# Entries taken from a collection:
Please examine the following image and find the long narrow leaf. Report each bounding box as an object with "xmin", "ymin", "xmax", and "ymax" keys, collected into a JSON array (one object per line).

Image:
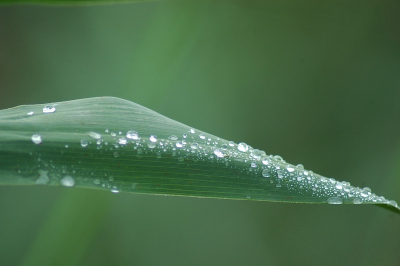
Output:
[{"xmin": 0, "ymin": 97, "xmax": 398, "ymax": 213}]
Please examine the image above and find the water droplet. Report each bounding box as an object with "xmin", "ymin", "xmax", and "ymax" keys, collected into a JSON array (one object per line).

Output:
[
  {"xmin": 176, "ymin": 142, "xmax": 183, "ymax": 148},
  {"xmin": 31, "ymin": 134, "xmax": 42, "ymax": 144},
  {"xmin": 178, "ymin": 156, "xmax": 184, "ymax": 162},
  {"xmin": 213, "ymin": 149, "xmax": 224, "ymax": 158},
  {"xmin": 124, "ymin": 131, "xmax": 138, "ymax": 140},
  {"xmin": 27, "ymin": 111, "xmax": 34, "ymax": 116},
  {"xmin": 111, "ymin": 132, "xmax": 117, "ymax": 137},
  {"xmin": 137, "ymin": 148, "xmax": 143, "ymax": 154},
  {"xmin": 93, "ymin": 179, "xmax": 101, "ymax": 185},
  {"xmin": 360, "ymin": 189, "xmax": 369, "ymax": 197},
  {"xmin": 169, "ymin": 135, "xmax": 178, "ymax": 141},
  {"xmin": 251, "ymin": 162, "xmax": 257, "ymax": 168},
  {"xmin": 335, "ymin": 182, "xmax": 343, "ymax": 190},
  {"xmin": 36, "ymin": 170, "xmax": 49, "ymax": 185},
  {"xmin": 327, "ymin": 197, "xmax": 343, "ymax": 204},
  {"xmin": 111, "ymin": 188, "xmax": 120, "ymax": 193},
  {"xmin": 237, "ymin": 142, "xmax": 248, "ymax": 152},
  {"xmin": 149, "ymin": 135, "xmax": 158, "ymax": 142},
  {"xmin": 296, "ymin": 164, "xmax": 304, "ymax": 170},
  {"xmin": 108, "ymin": 176, "xmax": 114, "ymax": 182},
  {"xmin": 191, "ymin": 143, "xmax": 199, "ymax": 149},
  {"xmin": 228, "ymin": 141, "xmax": 235, "ymax": 147},
  {"xmin": 80, "ymin": 139, "xmax": 88, "ymax": 148},
  {"xmin": 199, "ymin": 134, "xmax": 206, "ymax": 140},
  {"xmin": 190, "ymin": 128, "xmax": 195, "ymax": 134},
  {"xmin": 65, "ymin": 144, "xmax": 69, "ymax": 148},
  {"xmin": 262, "ymin": 169, "xmax": 270, "ymax": 178},
  {"xmin": 261, "ymin": 156, "xmax": 270, "ymax": 165},
  {"xmin": 113, "ymin": 152, "xmax": 119, "ymax": 158},
  {"xmin": 43, "ymin": 105, "xmax": 56, "ymax": 113},
  {"xmin": 251, "ymin": 149, "xmax": 262, "ymax": 159},
  {"xmin": 88, "ymin": 131, "xmax": 102, "ymax": 140},
  {"xmin": 277, "ymin": 169, "xmax": 285, "ymax": 179},
  {"xmin": 60, "ymin": 176, "xmax": 75, "ymax": 187},
  {"xmin": 118, "ymin": 138, "xmax": 127, "ymax": 145},
  {"xmin": 363, "ymin": 187, "xmax": 371, "ymax": 192},
  {"xmin": 353, "ymin": 198, "xmax": 362, "ymax": 204},
  {"xmin": 273, "ymin": 155, "xmax": 284, "ymax": 162},
  {"xmin": 148, "ymin": 143, "xmax": 156, "ymax": 149},
  {"xmin": 105, "ymin": 129, "xmax": 109, "ymax": 133},
  {"xmin": 221, "ymin": 144, "xmax": 228, "ymax": 150},
  {"xmin": 286, "ymin": 166, "xmax": 295, "ymax": 172}
]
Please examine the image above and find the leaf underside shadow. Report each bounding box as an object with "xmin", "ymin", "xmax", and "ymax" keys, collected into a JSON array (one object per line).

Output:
[{"xmin": 0, "ymin": 97, "xmax": 398, "ymax": 214}]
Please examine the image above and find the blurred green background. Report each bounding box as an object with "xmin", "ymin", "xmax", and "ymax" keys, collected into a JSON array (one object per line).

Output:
[{"xmin": 1, "ymin": 1, "xmax": 400, "ymax": 265}]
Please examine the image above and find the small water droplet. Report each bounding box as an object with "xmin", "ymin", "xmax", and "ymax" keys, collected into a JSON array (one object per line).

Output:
[
  {"xmin": 363, "ymin": 187, "xmax": 371, "ymax": 192},
  {"xmin": 360, "ymin": 190, "xmax": 369, "ymax": 197},
  {"xmin": 237, "ymin": 142, "xmax": 248, "ymax": 152},
  {"xmin": 113, "ymin": 152, "xmax": 119, "ymax": 158},
  {"xmin": 126, "ymin": 130, "xmax": 140, "ymax": 140},
  {"xmin": 213, "ymin": 149, "xmax": 224, "ymax": 158},
  {"xmin": 27, "ymin": 111, "xmax": 34, "ymax": 116},
  {"xmin": 251, "ymin": 162, "xmax": 257, "ymax": 168},
  {"xmin": 111, "ymin": 188, "xmax": 120, "ymax": 193},
  {"xmin": 199, "ymin": 134, "xmax": 206, "ymax": 140},
  {"xmin": 88, "ymin": 131, "xmax": 102, "ymax": 140},
  {"xmin": 65, "ymin": 144, "xmax": 69, "ymax": 148},
  {"xmin": 296, "ymin": 164, "xmax": 304, "ymax": 170},
  {"xmin": 327, "ymin": 197, "xmax": 343, "ymax": 204},
  {"xmin": 80, "ymin": 139, "xmax": 88, "ymax": 148},
  {"xmin": 169, "ymin": 135, "xmax": 178, "ymax": 141},
  {"xmin": 118, "ymin": 138, "xmax": 127, "ymax": 145},
  {"xmin": 36, "ymin": 170, "xmax": 49, "ymax": 185},
  {"xmin": 190, "ymin": 128, "xmax": 195, "ymax": 134},
  {"xmin": 335, "ymin": 182, "xmax": 343, "ymax": 190},
  {"xmin": 149, "ymin": 135, "xmax": 157, "ymax": 142},
  {"xmin": 262, "ymin": 169, "xmax": 270, "ymax": 178},
  {"xmin": 105, "ymin": 129, "xmax": 109, "ymax": 133},
  {"xmin": 137, "ymin": 148, "xmax": 143, "ymax": 154},
  {"xmin": 178, "ymin": 156, "xmax": 184, "ymax": 162},
  {"xmin": 108, "ymin": 176, "xmax": 114, "ymax": 182},
  {"xmin": 148, "ymin": 143, "xmax": 156, "ymax": 149},
  {"xmin": 221, "ymin": 144, "xmax": 228, "ymax": 150},
  {"xmin": 31, "ymin": 134, "xmax": 42, "ymax": 144},
  {"xmin": 60, "ymin": 176, "xmax": 75, "ymax": 187},
  {"xmin": 286, "ymin": 166, "xmax": 295, "ymax": 172},
  {"xmin": 43, "ymin": 105, "xmax": 56, "ymax": 113},
  {"xmin": 251, "ymin": 149, "xmax": 262, "ymax": 159},
  {"xmin": 93, "ymin": 179, "xmax": 101, "ymax": 185},
  {"xmin": 191, "ymin": 143, "xmax": 198, "ymax": 149},
  {"xmin": 353, "ymin": 198, "xmax": 362, "ymax": 204},
  {"xmin": 176, "ymin": 142, "xmax": 183, "ymax": 148},
  {"xmin": 111, "ymin": 132, "xmax": 117, "ymax": 137},
  {"xmin": 261, "ymin": 156, "xmax": 270, "ymax": 165},
  {"xmin": 228, "ymin": 141, "xmax": 235, "ymax": 146}
]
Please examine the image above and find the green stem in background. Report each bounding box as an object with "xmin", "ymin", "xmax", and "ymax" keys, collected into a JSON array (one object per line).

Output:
[
  {"xmin": 0, "ymin": 97, "xmax": 398, "ymax": 214},
  {"xmin": 21, "ymin": 188, "xmax": 114, "ymax": 266}
]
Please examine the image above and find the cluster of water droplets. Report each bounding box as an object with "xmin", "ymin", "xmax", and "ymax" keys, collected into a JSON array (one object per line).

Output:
[{"xmin": 25, "ymin": 104, "xmax": 399, "ymax": 207}]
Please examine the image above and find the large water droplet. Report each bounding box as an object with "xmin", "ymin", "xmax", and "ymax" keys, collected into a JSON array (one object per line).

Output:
[
  {"xmin": 149, "ymin": 135, "xmax": 158, "ymax": 142},
  {"xmin": 335, "ymin": 182, "xmax": 343, "ymax": 190},
  {"xmin": 126, "ymin": 130, "xmax": 140, "ymax": 140},
  {"xmin": 43, "ymin": 105, "xmax": 56, "ymax": 113},
  {"xmin": 80, "ymin": 139, "xmax": 88, "ymax": 148},
  {"xmin": 213, "ymin": 149, "xmax": 224, "ymax": 158},
  {"xmin": 31, "ymin": 134, "xmax": 42, "ymax": 144},
  {"xmin": 237, "ymin": 142, "xmax": 248, "ymax": 152},
  {"xmin": 60, "ymin": 176, "xmax": 75, "ymax": 187},
  {"xmin": 327, "ymin": 197, "xmax": 343, "ymax": 204}
]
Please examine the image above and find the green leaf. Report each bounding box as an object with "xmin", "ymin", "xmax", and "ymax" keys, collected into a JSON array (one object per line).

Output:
[
  {"xmin": 0, "ymin": 97, "xmax": 398, "ymax": 213},
  {"xmin": 0, "ymin": 0, "xmax": 151, "ymax": 6}
]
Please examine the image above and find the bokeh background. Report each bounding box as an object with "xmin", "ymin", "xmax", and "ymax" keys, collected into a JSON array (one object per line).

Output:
[{"xmin": 1, "ymin": 1, "xmax": 400, "ymax": 265}]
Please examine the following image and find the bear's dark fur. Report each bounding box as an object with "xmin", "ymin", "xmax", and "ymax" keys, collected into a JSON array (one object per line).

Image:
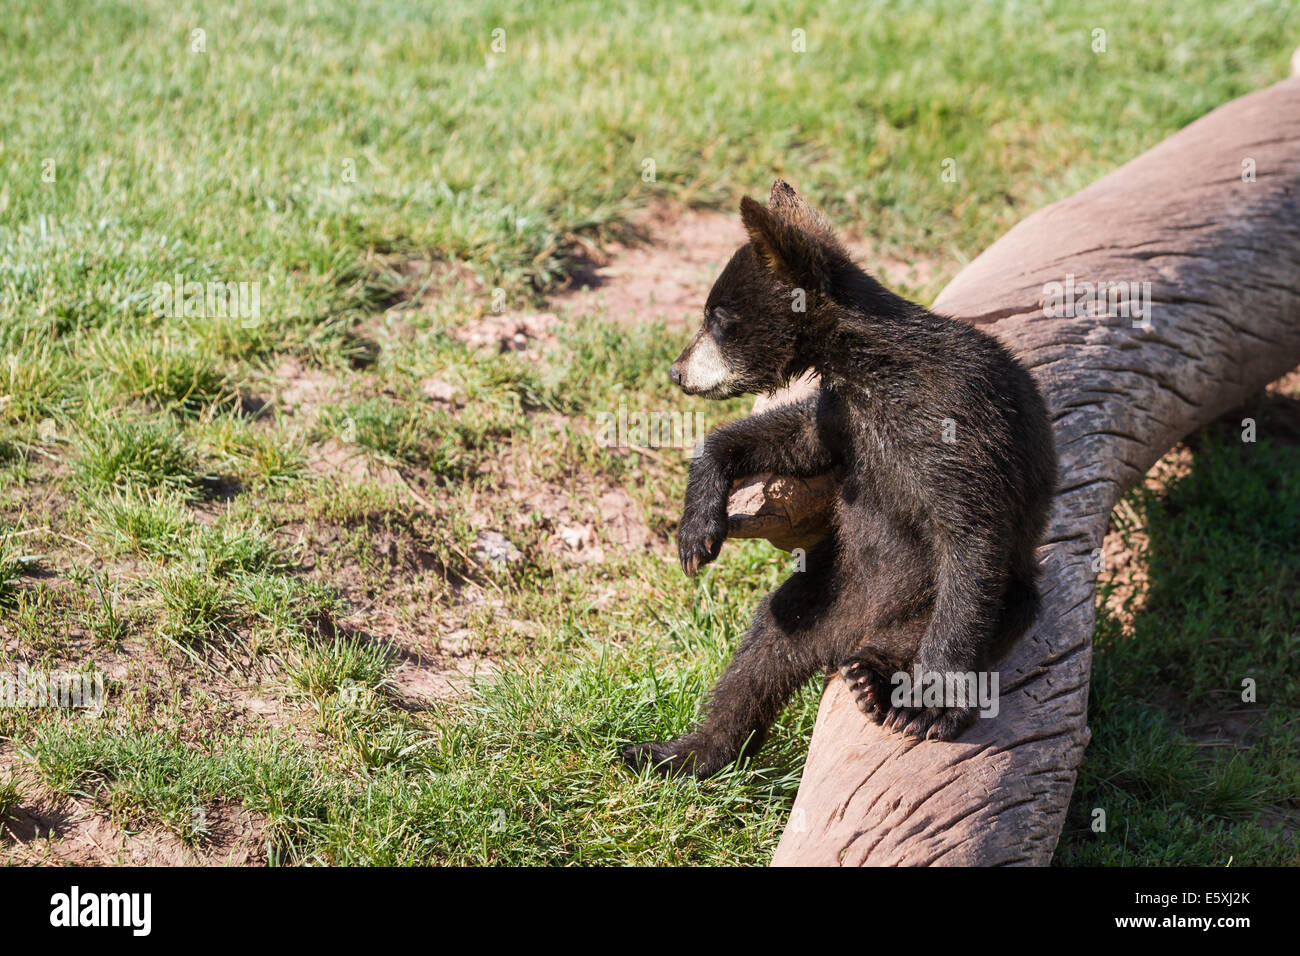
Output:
[{"xmin": 622, "ymin": 180, "xmax": 1058, "ymax": 777}]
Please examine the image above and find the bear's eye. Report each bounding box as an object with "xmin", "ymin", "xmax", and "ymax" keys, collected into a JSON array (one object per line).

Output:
[{"xmin": 712, "ymin": 309, "xmax": 740, "ymax": 337}]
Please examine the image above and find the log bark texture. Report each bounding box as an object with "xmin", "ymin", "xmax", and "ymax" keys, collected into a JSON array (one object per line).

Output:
[{"xmin": 721, "ymin": 76, "xmax": 1300, "ymax": 866}]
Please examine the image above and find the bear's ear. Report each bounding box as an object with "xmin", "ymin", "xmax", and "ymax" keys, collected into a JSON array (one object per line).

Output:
[
  {"xmin": 740, "ymin": 195, "xmax": 834, "ymax": 292},
  {"xmin": 768, "ymin": 179, "xmax": 834, "ymax": 240}
]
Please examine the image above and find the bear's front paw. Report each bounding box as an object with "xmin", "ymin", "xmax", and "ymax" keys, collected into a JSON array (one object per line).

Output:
[
  {"xmin": 677, "ymin": 507, "xmax": 727, "ymax": 576},
  {"xmin": 882, "ymin": 704, "xmax": 976, "ymax": 741}
]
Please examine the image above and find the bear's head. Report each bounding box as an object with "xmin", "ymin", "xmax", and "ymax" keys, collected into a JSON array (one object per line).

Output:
[{"xmin": 670, "ymin": 180, "xmax": 853, "ymax": 399}]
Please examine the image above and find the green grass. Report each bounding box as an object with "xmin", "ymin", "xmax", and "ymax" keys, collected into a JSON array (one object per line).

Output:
[
  {"xmin": 0, "ymin": 542, "xmax": 26, "ymax": 607},
  {"xmin": 75, "ymin": 416, "xmax": 203, "ymax": 491},
  {"xmin": 86, "ymin": 487, "xmax": 195, "ymax": 557},
  {"xmin": 15, "ymin": 546, "xmax": 815, "ymax": 864},
  {"xmin": 1056, "ymin": 418, "xmax": 1300, "ymax": 866},
  {"xmin": 1, "ymin": 0, "xmax": 1298, "ymax": 865},
  {"xmin": 0, "ymin": 774, "xmax": 19, "ymax": 824}
]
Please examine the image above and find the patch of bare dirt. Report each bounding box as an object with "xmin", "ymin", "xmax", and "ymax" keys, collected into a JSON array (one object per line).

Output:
[
  {"xmin": 1181, "ymin": 704, "xmax": 1268, "ymax": 750},
  {"xmin": 304, "ymin": 437, "xmax": 405, "ymax": 489},
  {"xmin": 1267, "ymin": 368, "xmax": 1300, "ymax": 395},
  {"xmin": 1099, "ymin": 444, "xmax": 1195, "ymax": 632},
  {"xmin": 269, "ymin": 357, "xmax": 345, "ymax": 426},
  {"xmin": 419, "ymin": 377, "xmax": 463, "ymax": 406},
  {"xmin": 285, "ymin": 509, "xmax": 502, "ymax": 706},
  {"xmin": 0, "ymin": 765, "xmax": 266, "ymax": 866},
  {"xmin": 468, "ymin": 434, "xmax": 662, "ymax": 567},
  {"xmin": 450, "ymin": 310, "xmax": 562, "ymax": 357},
  {"xmin": 388, "ymin": 626, "xmax": 496, "ymax": 702},
  {"xmin": 549, "ymin": 207, "xmax": 746, "ymax": 327},
  {"xmin": 344, "ymin": 595, "xmax": 497, "ymax": 707}
]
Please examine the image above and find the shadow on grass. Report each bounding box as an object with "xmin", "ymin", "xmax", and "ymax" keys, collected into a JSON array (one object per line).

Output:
[{"xmin": 1057, "ymin": 390, "xmax": 1300, "ymax": 865}]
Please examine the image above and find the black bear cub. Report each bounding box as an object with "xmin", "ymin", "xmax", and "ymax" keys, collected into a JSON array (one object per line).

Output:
[{"xmin": 622, "ymin": 180, "xmax": 1057, "ymax": 778}]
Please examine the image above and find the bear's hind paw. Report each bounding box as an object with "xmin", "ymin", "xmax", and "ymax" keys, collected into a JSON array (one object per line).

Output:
[
  {"xmin": 839, "ymin": 654, "xmax": 891, "ymax": 724},
  {"xmin": 882, "ymin": 704, "xmax": 975, "ymax": 741}
]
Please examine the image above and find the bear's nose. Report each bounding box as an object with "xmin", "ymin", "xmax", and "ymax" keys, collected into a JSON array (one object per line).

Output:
[{"xmin": 668, "ymin": 364, "xmax": 682, "ymax": 386}]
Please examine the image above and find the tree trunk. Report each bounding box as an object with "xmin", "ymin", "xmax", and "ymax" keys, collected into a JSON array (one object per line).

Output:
[{"xmin": 722, "ymin": 75, "xmax": 1300, "ymax": 866}]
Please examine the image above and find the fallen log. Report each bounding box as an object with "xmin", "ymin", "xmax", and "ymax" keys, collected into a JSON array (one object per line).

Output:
[{"xmin": 721, "ymin": 74, "xmax": 1300, "ymax": 866}]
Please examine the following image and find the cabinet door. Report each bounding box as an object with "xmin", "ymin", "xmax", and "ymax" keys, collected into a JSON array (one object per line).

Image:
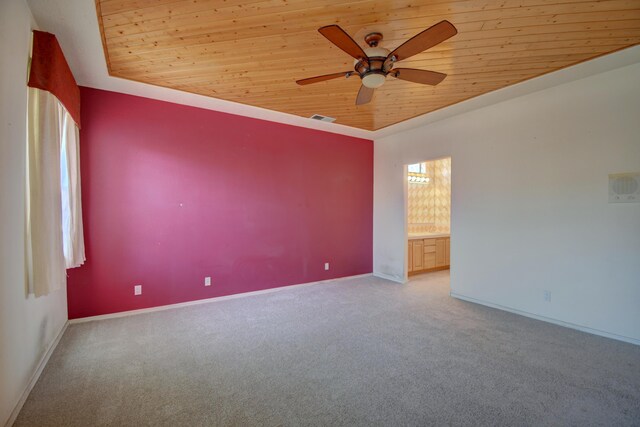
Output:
[
  {"xmin": 445, "ymin": 238, "xmax": 450, "ymax": 266},
  {"xmin": 412, "ymin": 240, "xmax": 424, "ymax": 270},
  {"xmin": 423, "ymin": 252, "xmax": 436, "ymax": 269},
  {"xmin": 435, "ymin": 238, "xmax": 446, "ymax": 267},
  {"xmin": 408, "ymin": 242, "xmax": 413, "ymax": 272}
]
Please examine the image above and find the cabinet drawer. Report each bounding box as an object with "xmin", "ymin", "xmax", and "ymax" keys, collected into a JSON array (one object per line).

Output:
[
  {"xmin": 423, "ymin": 253, "xmax": 436, "ymax": 269},
  {"xmin": 424, "ymin": 245, "xmax": 436, "ymax": 253},
  {"xmin": 423, "ymin": 238, "xmax": 436, "ymax": 246}
]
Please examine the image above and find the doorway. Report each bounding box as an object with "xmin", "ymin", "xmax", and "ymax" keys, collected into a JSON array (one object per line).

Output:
[{"xmin": 405, "ymin": 157, "xmax": 451, "ymax": 281}]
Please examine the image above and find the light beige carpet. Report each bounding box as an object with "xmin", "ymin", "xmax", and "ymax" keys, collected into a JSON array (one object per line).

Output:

# Work item:
Go through the records above and return each line in which the word "background" occurs.

# The completed task:
Please examine the image above and find the blurred green background. Report each bounding box as an object with "xmin", "ymin", "xmax", and "ymax" keys, collected into a JSON array (one object per line).
Please examine the image above and find the green stem in background. Report each bounding box as an object with "xmin", "ymin", "xmax", and "ymax" keys, collected into a JSON array (one object per line).
Please examine the image above and find the bokeh background. Report each bounding box as an object with "xmin", "ymin", "xmax", and "ymax" keys, collected into a JSON array (one object per line).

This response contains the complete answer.